━━━ Provided information ━━━

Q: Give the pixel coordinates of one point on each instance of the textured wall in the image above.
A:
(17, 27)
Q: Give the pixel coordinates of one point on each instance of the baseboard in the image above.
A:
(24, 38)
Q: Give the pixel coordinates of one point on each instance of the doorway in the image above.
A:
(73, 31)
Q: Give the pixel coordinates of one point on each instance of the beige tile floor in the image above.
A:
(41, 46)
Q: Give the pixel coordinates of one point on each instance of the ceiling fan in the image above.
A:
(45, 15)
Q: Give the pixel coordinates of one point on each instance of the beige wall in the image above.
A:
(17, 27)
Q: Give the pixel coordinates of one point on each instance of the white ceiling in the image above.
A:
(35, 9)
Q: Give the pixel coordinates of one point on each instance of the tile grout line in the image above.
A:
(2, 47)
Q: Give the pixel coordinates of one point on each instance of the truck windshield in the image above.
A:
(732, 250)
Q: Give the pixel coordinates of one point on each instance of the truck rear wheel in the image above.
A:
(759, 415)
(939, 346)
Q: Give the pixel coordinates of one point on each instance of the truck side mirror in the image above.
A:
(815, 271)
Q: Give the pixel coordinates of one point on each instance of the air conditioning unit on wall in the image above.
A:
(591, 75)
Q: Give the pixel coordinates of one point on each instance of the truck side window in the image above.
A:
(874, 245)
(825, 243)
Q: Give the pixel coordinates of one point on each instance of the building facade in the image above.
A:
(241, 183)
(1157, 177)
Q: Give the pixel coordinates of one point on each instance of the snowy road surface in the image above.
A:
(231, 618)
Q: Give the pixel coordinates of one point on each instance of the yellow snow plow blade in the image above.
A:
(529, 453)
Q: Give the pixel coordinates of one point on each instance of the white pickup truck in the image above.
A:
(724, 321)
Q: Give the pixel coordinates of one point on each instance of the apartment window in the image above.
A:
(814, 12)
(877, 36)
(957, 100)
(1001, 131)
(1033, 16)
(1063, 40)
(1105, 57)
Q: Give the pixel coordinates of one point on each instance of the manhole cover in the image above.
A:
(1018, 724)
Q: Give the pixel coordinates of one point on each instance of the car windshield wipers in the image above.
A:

━━━

Objective
Copy the material above, line for line.

Exercise result
Q: Give the pixel coordinates of one point on each instance of the textured wall in the image above.
A:
(17, 27)
Q: Give the pixel coordinates of one point on each instance of the baseboard in the image above.
A:
(24, 38)
Q: Give the pixel coordinates of one point on each instance of the doorway in the image above.
A:
(73, 31)
Q: Give the pixel coordinates of one point on each instance of the beige tile floor in the image above.
A:
(41, 46)
Q: Give the pixel coordinates of one point on each instance of the ceiling fan in the image above.
A:
(45, 15)
Q: Give the pixel coordinates of one point on each instance of the beige wall in the image above.
A:
(17, 27)
Q: Give the pixel coordinates of one point on each instance of the white ceiling in the image above.
A:
(35, 9)
Q: Give the pixel coordinates of one point on each instance of the tile grout line in the image above.
A:
(2, 47)
Q: Give the pixel coordinates of one point on each instance of the truck windshield in the image above.
A:
(732, 250)
Q: Give the pixel coordinates of one point on each instance of the truck rear wheel in the image above.
A:
(759, 415)
(939, 346)
Q: Give the pixel coordinates of one point on each instance of the truck side mirror in the image above.
A:
(815, 271)
Q: Give the pixel coordinates of one point on each instance of the air conditioning unit on wall in the image above.
A:
(591, 75)
Q: Give the pixel coordinates of one point on each instance of the truck side window in the image above.
A:
(874, 245)
(825, 243)
Q: Give the pixel coordinates of one point on each instance of the building facade in the image above.
A:
(241, 183)
(1157, 177)
Q: Give the pixel coordinates of one point on each instance of the snowy road surface in the image above.
A:
(231, 618)
Q: Give the pixel coordinates of one point on each instance of the yellow snow plow blade in the image above.
A:
(529, 453)
Q: Give the pixel coordinates of one point on each instance of the white pickup truck in the image above.
A:
(724, 321)
Q: Give the pixel coordinates of one point on each instance of the apartment window in the image above.
A:
(814, 12)
(877, 36)
(957, 100)
(1001, 131)
(1033, 16)
(1063, 40)
(1105, 57)
Q: Give the pixel coordinates of one point on each instance of the manhole cover in the image above.
A:
(1018, 724)
Q: Give the pixel coordinates of one point on each instance of the car windshield wipers in the image above.
A:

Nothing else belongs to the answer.